▶ Task instructions: Rewrite every line of the records below, requests included, raising each coordinate in the answers by 57. Leave the pictures out.

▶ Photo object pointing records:
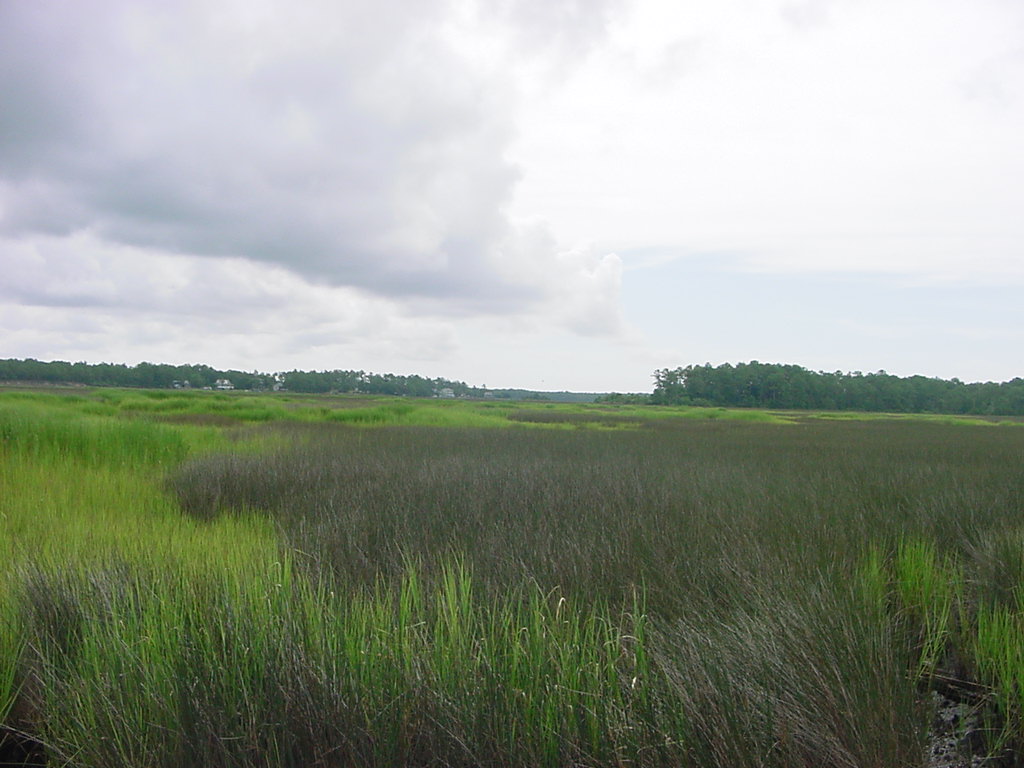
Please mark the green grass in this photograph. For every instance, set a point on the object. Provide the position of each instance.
(236, 580)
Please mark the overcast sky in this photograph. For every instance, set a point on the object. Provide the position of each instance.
(541, 194)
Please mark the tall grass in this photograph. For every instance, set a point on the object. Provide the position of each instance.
(650, 592)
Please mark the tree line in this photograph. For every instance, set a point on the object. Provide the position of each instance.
(793, 387)
(157, 376)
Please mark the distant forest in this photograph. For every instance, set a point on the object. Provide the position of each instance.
(792, 387)
(743, 385)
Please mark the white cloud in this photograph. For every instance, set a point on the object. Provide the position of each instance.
(350, 145)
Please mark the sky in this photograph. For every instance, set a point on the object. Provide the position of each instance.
(539, 194)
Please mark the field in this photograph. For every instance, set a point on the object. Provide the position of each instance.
(201, 579)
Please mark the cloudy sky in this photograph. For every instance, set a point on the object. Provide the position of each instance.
(542, 194)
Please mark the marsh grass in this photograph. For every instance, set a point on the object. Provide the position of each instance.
(307, 591)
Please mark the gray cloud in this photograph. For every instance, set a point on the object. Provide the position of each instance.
(352, 144)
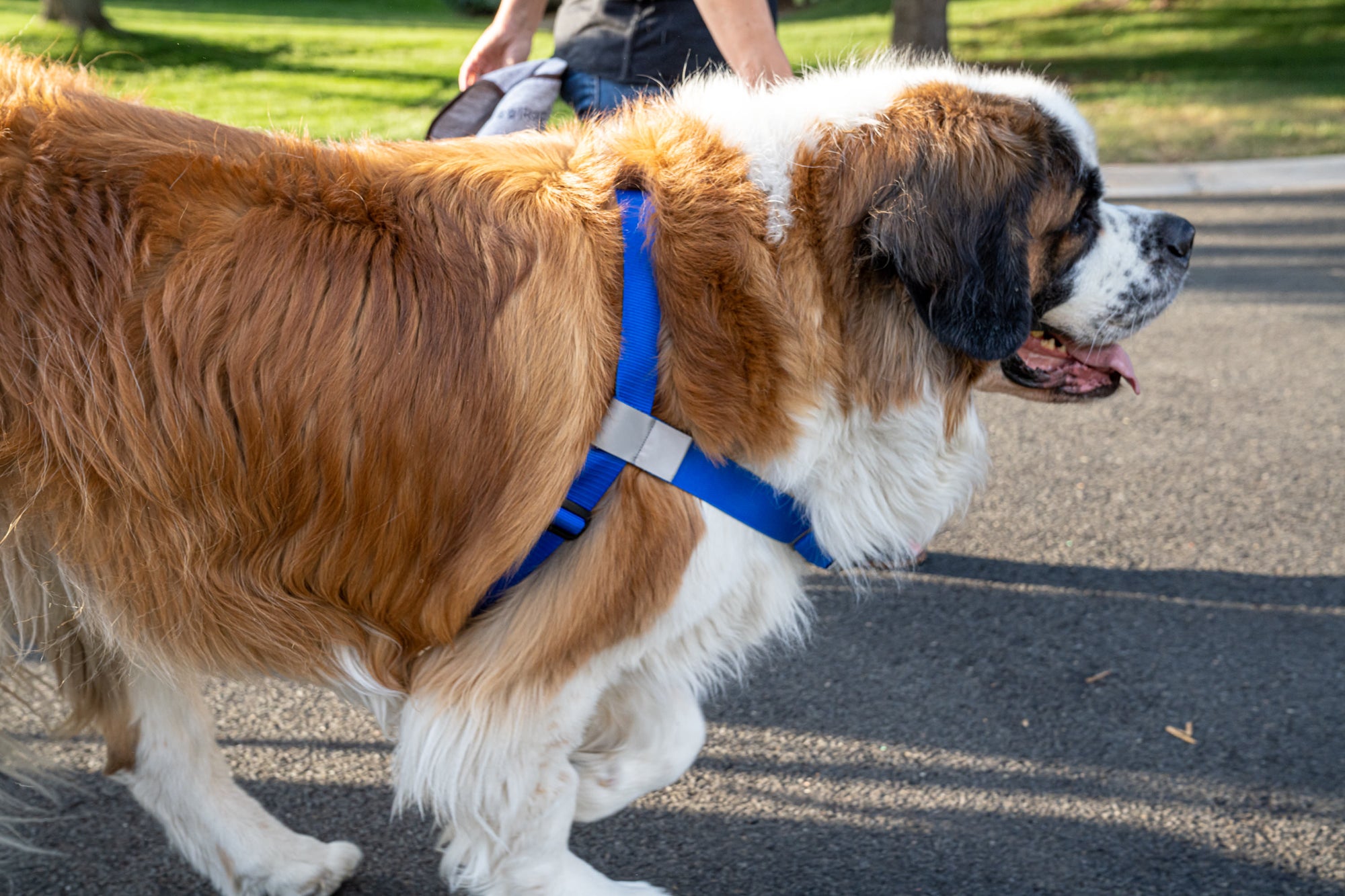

▶ Output:
Please mark the green grass in this photograph. For every instance, set a point on the object. Provide the position of each instance.
(293, 637)
Please mark the overcast sky in this photograph. For every instance, set a point on the object. Provide the position of each instance.
(598, 251)
Please mark the tall grass in this photograph. For every instance, set a point on the object. Provide the position of each instance.
(707, 649)
Please mark the tree line in this photograph. For every instance, set a point on the object. Provide the position of each instance.
(850, 444)
(214, 433)
Please mark the distant forest in this photograph. For every instance, set a point on the object. Provide the position of each instance.
(849, 444)
(800, 442)
Please mark the white cloud in this photograph. For every instance, set a point on the object. Provide the position of each instance.
(407, 202)
Please mark the sky in this photograph. For every instance, set a point on the object. Provide the position of each instance.
(596, 251)
Please mark the field in this photograph. For every instance, set a point on the object. Provide the position of each instance.
(258, 636)
Please mark the cloudy sky in this photograph. For every instance, set a point on the object. Provide the position of each instance.
(599, 251)
Please mark the marsh grass in this photograph. For every instance, set a point on the object. Provide the position of each instance.
(364, 648)
Please mark the gray cloud in this photograph. For every instance, set a point on the object. Provide the position of each instance.
(409, 201)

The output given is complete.